A REALIDADE DO PECADO

O pecado é real? Pergunte a Adão e ouça-o lamentar pela perda do Éden. O pecado é real? Pergunte a Caim e o ouça clamar: “É maior a minha maldade que a que possa ser perdoada”. Gênesis 4:13. Pergunte a Abel. Ele não pode falar, mas seu sangue clama a Deus por justiça contra seu assassino. O pecado é real? Pergunte a Davi e escute-o dizer: “Porque eu conheço as minhas transgressões, e o meu pecado está sempre diante de mim”. Salmo 51:3. O pecado é real? Pergunte ao homem rico, no inferno, e escute o que ele diz: “Estou atormentado nesta chama”. Lucas 16:24. O pecado é real? Pergunte a Faraó e preste atenção que disse: “Pequei”, ao descobrir que em cada casa havia um primogênito morto, por toda a terra do Egito. Somente Gósen escapou, por causa do sangue do cordeiro pascal. O pecado é real? Pergunte a Pedro e escute sua confissão: “Ausenta-te de mim, que sou um homem pecador”. Lucas 5:8. O pecado é real? Pergunte aos pais crentes e ouça-os enquanto oram pelos filhos perdidos. O pecado é real? Pergunte ao Filho de Deus e ouça-O clamar, sob fardo tão terrível; “Deus meu, Deus meu, por que me desamparaste?” Mateus 27:46. O pecado é real? Pergunte aos mártires e deixem que lhe digam o preço que pagaram ao resistirem até à morte.

Quanto mais santo o homem é, mais ele vê o que é pecado. A pessoa que peca menos é aquela que mais se entristece por causa do seu pecado. A. J. Gordon, o grande pregador batista de Boston, era um homem temente a Deus. Mesmo assim, pouco antes de morrer, pediu para que o deixassem sozinho. As pessoas ouviram confessar seus pecados de modo tão exagerado, que parecia estar delirando. Lutero clamou: “Oh, meus pecados, meus pecados”. Jonathan Edwards, que foi o homem mais temente a Deus, em sua época, escrevia em seu diário com tanta aversão a si mesmo, que se podia até pensar que era o pior homem do mundo.

A POTENCIALIDADE DO PECADO

O pecado, como ato de transgressão é somente uma parte pequenina do pecado. Nove décimos da massa de um iceberg ficam por baixo da água, de modo que uma parte muito pequena do total pode ser vista. E há muito mais pecado no homem do que o que aparece na superfície da transgressão real. O mal em potencial é quase igual em cada homem. A Bíblia diz que não há diferença, pois todos pecaram. Se não pecamos tanto quanto os outros exteriormente, é porque a graça de Deus nos restringe e não a algo de bom em nossa natureza. Quando nosso Senhor disse que “do coração procedem os maus pensamentos, mortes, adultérios, prostituição, furtos, falsos testemunhos e blasfêmias” (Mateus 15:19), Ele não descrevia um coração em particular, mas sim o coração de cada homem. Quando Paulo disse que “a inclinação da carne é inimizade contra Deus” (Romanos 8:7), ele falava sobre a mente de cada ser humano.

REGISTROS APRESENTADOS:

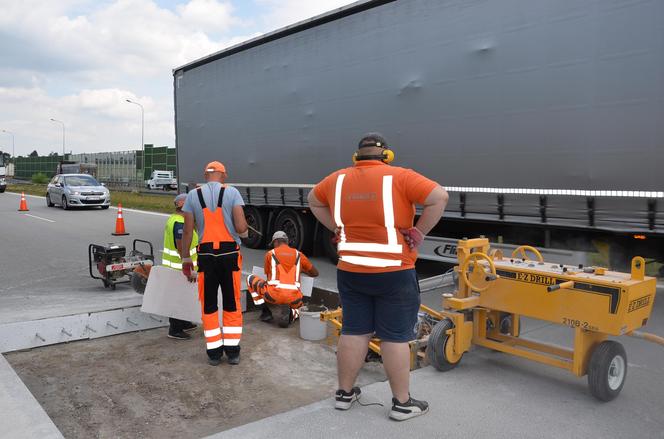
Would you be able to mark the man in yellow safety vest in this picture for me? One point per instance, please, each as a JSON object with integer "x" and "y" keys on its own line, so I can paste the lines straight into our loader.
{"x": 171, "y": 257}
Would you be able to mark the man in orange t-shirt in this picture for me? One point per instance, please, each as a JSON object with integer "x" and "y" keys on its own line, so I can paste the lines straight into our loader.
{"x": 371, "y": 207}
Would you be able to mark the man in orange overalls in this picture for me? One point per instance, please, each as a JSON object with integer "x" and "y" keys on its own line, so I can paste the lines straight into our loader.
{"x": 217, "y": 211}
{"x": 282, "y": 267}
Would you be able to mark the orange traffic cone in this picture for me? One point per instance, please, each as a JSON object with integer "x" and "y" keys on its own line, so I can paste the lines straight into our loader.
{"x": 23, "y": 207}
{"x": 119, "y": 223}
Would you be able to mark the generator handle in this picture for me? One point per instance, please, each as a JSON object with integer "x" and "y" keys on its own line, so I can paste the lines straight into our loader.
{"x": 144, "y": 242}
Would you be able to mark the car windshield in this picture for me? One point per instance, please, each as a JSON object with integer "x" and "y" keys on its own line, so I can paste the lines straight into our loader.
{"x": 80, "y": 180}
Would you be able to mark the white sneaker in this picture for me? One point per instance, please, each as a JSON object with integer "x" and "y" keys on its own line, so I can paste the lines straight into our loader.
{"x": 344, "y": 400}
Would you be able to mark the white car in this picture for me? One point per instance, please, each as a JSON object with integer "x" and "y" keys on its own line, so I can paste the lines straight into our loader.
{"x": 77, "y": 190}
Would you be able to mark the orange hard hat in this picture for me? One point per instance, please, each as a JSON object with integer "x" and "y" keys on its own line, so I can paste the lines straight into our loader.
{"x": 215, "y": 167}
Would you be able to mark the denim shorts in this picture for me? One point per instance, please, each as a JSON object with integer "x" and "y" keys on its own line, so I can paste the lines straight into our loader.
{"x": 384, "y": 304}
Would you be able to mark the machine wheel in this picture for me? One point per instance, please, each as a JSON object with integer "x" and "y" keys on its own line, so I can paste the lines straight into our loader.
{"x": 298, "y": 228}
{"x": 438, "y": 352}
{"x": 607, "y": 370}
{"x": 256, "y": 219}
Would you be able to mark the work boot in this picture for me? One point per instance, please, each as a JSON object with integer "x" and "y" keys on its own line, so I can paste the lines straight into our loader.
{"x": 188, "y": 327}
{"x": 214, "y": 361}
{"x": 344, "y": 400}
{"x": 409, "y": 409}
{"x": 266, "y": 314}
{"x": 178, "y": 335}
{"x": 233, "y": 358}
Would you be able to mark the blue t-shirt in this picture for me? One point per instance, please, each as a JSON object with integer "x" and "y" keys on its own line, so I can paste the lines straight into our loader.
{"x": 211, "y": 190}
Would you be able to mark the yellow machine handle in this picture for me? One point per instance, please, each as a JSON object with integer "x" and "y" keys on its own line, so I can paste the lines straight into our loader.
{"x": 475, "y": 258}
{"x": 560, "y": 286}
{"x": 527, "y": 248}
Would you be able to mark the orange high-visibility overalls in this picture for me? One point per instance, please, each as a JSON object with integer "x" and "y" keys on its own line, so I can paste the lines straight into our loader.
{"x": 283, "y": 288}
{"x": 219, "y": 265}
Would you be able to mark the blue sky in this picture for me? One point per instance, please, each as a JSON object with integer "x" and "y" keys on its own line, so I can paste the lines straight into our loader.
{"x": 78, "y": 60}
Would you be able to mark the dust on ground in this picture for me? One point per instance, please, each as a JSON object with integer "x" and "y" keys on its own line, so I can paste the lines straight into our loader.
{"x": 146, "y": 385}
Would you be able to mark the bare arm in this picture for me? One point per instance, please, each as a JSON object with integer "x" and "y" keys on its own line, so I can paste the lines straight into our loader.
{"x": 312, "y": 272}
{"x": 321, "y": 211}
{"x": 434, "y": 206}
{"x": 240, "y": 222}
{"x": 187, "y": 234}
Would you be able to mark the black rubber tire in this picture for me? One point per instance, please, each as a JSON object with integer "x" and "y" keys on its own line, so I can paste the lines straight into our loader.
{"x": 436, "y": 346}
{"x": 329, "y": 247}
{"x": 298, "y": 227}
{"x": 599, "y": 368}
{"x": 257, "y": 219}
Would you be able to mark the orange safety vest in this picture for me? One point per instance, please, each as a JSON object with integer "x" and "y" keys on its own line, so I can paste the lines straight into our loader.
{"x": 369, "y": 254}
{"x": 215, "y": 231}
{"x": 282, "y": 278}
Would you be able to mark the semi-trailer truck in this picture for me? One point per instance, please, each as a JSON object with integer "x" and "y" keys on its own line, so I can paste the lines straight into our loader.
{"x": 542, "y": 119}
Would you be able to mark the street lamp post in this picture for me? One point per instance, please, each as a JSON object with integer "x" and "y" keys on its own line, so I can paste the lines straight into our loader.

VERIFIQUE SUA COMPREENSÃO:
**a.** Extraia do trecho sobre o pecado a passagem que começa nas palavras "Quanto mais santo" e termina depois de "homem do mundo.".
**b.** De acordo com o trecho sobre o pecado, por que há pessoas que não pecam exteriormente tanto quanto as outras? Explique em até três frases.
Baseie-se somente no trecho sobre o pecado.

RESPOSTAS POR ITEM:
**a.**
Quanto mais santo o homem é, mais ele vê o que é pecado. A pessoa que peca menos é aquela que mais se entristece por causa do seu pecado. A. J. Gordon, o grande pregador batista de Boston, era um homem temente a Deus. Mesmo assim, pouco antes de morrer, pediu para que o deixassem sozinho. As pessoas ouviram confessar seus pecados de modo tão exagerado, que parecia estar delirando. Lutero clamou: “Oh, meus pecados, meus pecados”. Jonathan Edwards, que foi o homem mais temente a Deus, em sua época, escrevia em seu diário com tanta aversão a si mesmo, que se podia até pensar que era o pior homem do mundo.

**b.** Segundo o trecho, isso acontece porque a graça de Deus as restringe, e não porque exista algo de bom na natureza delas. O texto afirma que o mal em potencial é quase igual em cada homem.